◆ WHAT THE TASK REQUIRES:
In the records that follow, find the line with "structure in the photo above."; from there, retype every line exactly through the line with "clump in the photo above.", which also belongs to the answer.

◆ Data extracted from a collection:

════════════════════

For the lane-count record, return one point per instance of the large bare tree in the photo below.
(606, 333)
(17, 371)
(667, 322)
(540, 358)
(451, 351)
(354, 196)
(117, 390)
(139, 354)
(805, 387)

════════════════════

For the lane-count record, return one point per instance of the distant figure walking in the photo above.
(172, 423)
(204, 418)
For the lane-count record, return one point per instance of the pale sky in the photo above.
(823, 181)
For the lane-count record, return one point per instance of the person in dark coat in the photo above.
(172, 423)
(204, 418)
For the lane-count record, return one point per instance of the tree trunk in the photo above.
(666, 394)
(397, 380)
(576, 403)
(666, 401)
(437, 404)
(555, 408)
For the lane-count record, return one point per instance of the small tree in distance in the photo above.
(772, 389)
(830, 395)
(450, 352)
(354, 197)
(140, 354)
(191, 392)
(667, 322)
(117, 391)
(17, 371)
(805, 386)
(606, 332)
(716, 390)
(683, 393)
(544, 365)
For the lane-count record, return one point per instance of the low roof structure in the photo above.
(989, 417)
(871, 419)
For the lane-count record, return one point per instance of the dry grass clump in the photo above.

════════════════════

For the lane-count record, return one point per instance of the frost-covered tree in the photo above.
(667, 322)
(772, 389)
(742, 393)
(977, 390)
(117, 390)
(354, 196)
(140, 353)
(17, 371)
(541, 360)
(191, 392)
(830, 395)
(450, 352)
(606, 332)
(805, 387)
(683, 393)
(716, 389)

════════════════════

◆ TASK ANSWER:
For the lane-count record, return one point per instance of the low roof structure in the photo above.
(989, 417)
(871, 419)
For the lane-count record, return one point per instance of the dry grass clump in the photo above.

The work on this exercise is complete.